Saved data entries
_ _ _ _ _
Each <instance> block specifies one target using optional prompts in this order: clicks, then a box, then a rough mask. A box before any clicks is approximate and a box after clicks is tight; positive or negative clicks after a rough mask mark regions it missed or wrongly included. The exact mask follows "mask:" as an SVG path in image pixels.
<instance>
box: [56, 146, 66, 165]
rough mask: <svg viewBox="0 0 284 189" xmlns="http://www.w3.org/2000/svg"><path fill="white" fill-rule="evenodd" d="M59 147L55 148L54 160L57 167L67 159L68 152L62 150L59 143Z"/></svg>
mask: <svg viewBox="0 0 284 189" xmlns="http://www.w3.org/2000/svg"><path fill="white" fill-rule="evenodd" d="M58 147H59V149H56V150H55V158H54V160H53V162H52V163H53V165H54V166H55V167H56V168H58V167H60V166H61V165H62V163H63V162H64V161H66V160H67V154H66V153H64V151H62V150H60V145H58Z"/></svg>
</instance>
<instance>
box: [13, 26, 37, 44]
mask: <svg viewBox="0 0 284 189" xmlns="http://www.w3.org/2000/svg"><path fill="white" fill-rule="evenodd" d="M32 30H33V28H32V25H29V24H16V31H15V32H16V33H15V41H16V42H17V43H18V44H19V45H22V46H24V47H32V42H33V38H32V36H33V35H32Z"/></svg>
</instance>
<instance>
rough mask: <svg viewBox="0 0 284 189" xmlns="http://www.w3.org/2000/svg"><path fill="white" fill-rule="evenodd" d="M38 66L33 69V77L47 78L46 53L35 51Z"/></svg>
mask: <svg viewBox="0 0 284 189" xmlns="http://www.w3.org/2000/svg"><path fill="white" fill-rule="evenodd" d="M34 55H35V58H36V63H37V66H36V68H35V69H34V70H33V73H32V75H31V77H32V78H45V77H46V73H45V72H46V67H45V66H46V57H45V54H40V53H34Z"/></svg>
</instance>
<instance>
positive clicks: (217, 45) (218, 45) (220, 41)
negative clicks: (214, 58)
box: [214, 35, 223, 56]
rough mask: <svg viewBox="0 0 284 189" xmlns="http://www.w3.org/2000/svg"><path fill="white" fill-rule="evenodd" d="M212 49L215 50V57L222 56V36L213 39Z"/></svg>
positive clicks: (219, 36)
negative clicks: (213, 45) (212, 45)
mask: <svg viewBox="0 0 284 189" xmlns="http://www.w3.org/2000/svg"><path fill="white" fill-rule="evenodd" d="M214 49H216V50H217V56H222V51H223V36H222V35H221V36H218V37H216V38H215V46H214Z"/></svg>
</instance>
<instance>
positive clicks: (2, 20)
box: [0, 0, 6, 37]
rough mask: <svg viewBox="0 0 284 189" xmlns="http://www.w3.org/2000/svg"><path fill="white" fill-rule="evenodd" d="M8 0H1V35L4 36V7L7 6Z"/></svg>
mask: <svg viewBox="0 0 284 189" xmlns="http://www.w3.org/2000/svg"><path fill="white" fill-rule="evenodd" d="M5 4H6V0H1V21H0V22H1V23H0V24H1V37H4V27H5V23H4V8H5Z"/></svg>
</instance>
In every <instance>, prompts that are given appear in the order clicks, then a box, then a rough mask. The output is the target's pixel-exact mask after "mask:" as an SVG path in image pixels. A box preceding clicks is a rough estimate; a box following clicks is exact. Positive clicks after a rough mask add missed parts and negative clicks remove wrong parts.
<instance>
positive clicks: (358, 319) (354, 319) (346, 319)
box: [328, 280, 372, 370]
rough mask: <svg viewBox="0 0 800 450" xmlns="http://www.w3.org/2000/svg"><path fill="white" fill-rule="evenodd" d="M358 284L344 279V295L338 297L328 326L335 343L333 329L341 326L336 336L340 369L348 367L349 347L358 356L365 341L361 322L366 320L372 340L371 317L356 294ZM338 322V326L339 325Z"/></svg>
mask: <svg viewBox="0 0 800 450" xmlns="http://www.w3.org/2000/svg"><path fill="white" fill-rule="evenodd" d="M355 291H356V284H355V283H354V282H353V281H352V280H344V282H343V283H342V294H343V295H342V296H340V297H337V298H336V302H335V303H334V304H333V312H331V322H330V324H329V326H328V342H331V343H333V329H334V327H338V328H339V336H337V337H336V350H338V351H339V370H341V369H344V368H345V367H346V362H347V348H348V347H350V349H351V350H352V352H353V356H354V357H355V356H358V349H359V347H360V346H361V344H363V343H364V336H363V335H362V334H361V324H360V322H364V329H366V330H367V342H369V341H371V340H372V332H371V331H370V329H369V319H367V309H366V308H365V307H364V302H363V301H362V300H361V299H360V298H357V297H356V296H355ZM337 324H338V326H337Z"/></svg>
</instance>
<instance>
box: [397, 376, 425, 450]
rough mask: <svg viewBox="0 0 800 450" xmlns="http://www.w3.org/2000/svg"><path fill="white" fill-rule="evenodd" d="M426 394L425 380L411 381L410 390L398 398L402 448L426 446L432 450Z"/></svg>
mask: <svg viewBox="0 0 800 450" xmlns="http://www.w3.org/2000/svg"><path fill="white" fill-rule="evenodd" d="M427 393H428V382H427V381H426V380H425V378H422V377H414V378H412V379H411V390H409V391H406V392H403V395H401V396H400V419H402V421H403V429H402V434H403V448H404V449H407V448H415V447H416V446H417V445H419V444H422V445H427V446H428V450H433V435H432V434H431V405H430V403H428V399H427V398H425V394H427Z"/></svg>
_ _ _ _ _
**Task to carry out**
Precisely reproduce all the entries shown above.

**Response for this exercise**
Each <instance> block specifies one target using optional prompts in this order: clicks, then a box, then a rough mask. A box before any clicks is approximate and a box after clicks is tight; positive or negative clicks after a rough mask mark regions it missed or wrongly included. The exact mask follows "mask:" as an SVG path in image pixels.
<instance>
box: [56, 146, 66, 165]
rough mask: <svg viewBox="0 0 284 189" xmlns="http://www.w3.org/2000/svg"><path fill="white" fill-rule="evenodd" d="M59 147L55 148L54 160L57 167L67 159L68 152L62 150L59 143Z"/></svg>
mask: <svg viewBox="0 0 284 189" xmlns="http://www.w3.org/2000/svg"><path fill="white" fill-rule="evenodd" d="M58 147H59V149H56V150H55V158H54V160H53V162H52V163H53V165H54V166H55V167H56V168H58V167H60V166H61V165H62V163H63V162H64V161H66V160H67V154H66V153H64V151H62V150H60V145H58Z"/></svg>
</instance>
<instance>
box: [13, 26, 37, 44]
mask: <svg viewBox="0 0 284 189" xmlns="http://www.w3.org/2000/svg"><path fill="white" fill-rule="evenodd" d="M32 30H33V28H32V25H29V24H16V31H15V32H16V33H15V41H16V42H17V43H18V44H19V45H22V46H24V47H32V42H33V38H32V36H33V35H32Z"/></svg>
</instance>
<instance>
rough mask: <svg viewBox="0 0 284 189" xmlns="http://www.w3.org/2000/svg"><path fill="white" fill-rule="evenodd" d="M38 66L33 69V77L47 78L46 53L35 51Z"/></svg>
mask: <svg viewBox="0 0 284 189" xmlns="http://www.w3.org/2000/svg"><path fill="white" fill-rule="evenodd" d="M34 55H35V58H36V63H37V66H36V68H35V69H34V70H33V73H32V75H31V77H32V78H45V77H46V73H45V72H46V67H45V66H46V57H45V54H40V53H34Z"/></svg>
</instance>
<instance>
positive clicks: (217, 45) (218, 45) (220, 41)
negative clicks: (214, 58)
box: [214, 35, 223, 56]
rough mask: <svg viewBox="0 0 284 189" xmlns="http://www.w3.org/2000/svg"><path fill="white" fill-rule="evenodd" d="M212 49L215 50V57L222 56V36L213 39Z"/></svg>
positive clicks: (219, 36)
negative clicks: (213, 45) (212, 45)
mask: <svg viewBox="0 0 284 189" xmlns="http://www.w3.org/2000/svg"><path fill="white" fill-rule="evenodd" d="M214 49H216V50H217V56H222V51H223V36H222V35H221V36H218V37H216V38H215V46H214Z"/></svg>
</instance>
<instance>
positive clicks: (2, 20)
box: [0, 0, 6, 37]
rough mask: <svg viewBox="0 0 284 189" xmlns="http://www.w3.org/2000/svg"><path fill="white" fill-rule="evenodd" d="M8 0H1V35L4 36V7L7 6Z"/></svg>
mask: <svg viewBox="0 0 284 189" xmlns="http://www.w3.org/2000/svg"><path fill="white" fill-rule="evenodd" d="M5 4H6V0H1V21H0V22H1V23H0V24H1V37H4V27H5V23H4V8H5Z"/></svg>
</instance>
In every <instance>, prompts that are given appear in the order clicks, then a box, then a rough mask. The output is the target's pixel-exact mask after "mask:" as an SVG path in image pixels. A box preceding clicks is a rough estimate; a box following clicks is exact. Positive clicks after a rough mask add missed parts and negative clicks remove wrong parts.
<instance>
positive clicks: (358, 319) (354, 319) (346, 319)
box: [328, 280, 372, 370]
rough mask: <svg viewBox="0 0 800 450" xmlns="http://www.w3.org/2000/svg"><path fill="white" fill-rule="evenodd" d="M358 284L344 279V295L338 297L328 326L335 343L333 329L341 326L336 336L340 369L348 367L349 347L358 356L365 341L361 322L366 320L372 340L371 317L356 294ZM338 322V326L339 325Z"/></svg>
mask: <svg viewBox="0 0 800 450" xmlns="http://www.w3.org/2000/svg"><path fill="white" fill-rule="evenodd" d="M355 291H356V284H355V283H354V282H353V281H352V280H344V282H343V283H342V294H343V295H342V296H340V297H337V298H336V302H335V303H334V304H333V312H331V322H330V324H329V326H328V342H331V343H333V329H334V327H338V328H339V336H337V337H336V350H338V351H339V370H341V369H344V368H345V367H346V362H347V348H348V347H350V349H351V350H352V352H353V356H354V357H355V356H358V349H359V347H360V346H361V344H363V343H364V336H363V335H362V334H361V324H360V322H364V329H366V330H367V342H369V341H371V340H372V332H371V331H370V329H369V319H367V309H366V308H365V307H364V302H363V301H362V300H361V299H360V298H357V297H356V296H355ZM337 324H338V326H337Z"/></svg>
</instance>
<instance>
box: [397, 376, 425, 450]
rough mask: <svg viewBox="0 0 800 450" xmlns="http://www.w3.org/2000/svg"><path fill="white" fill-rule="evenodd" d="M426 394L425 380L411 381L410 390L398 398L402 448L426 446L432 450Z"/></svg>
mask: <svg viewBox="0 0 800 450" xmlns="http://www.w3.org/2000/svg"><path fill="white" fill-rule="evenodd" d="M427 393H428V382H427V381H426V380H425V378H422V377H414V378H412V379H411V390H409V391H406V392H403V395H401V396H400V419H402V421H403V429H402V434H403V448H404V449H407V448H415V447H416V446H417V445H419V444H422V445H427V446H428V450H433V435H432V434H431V405H430V403H428V399H427V398H425V394H427Z"/></svg>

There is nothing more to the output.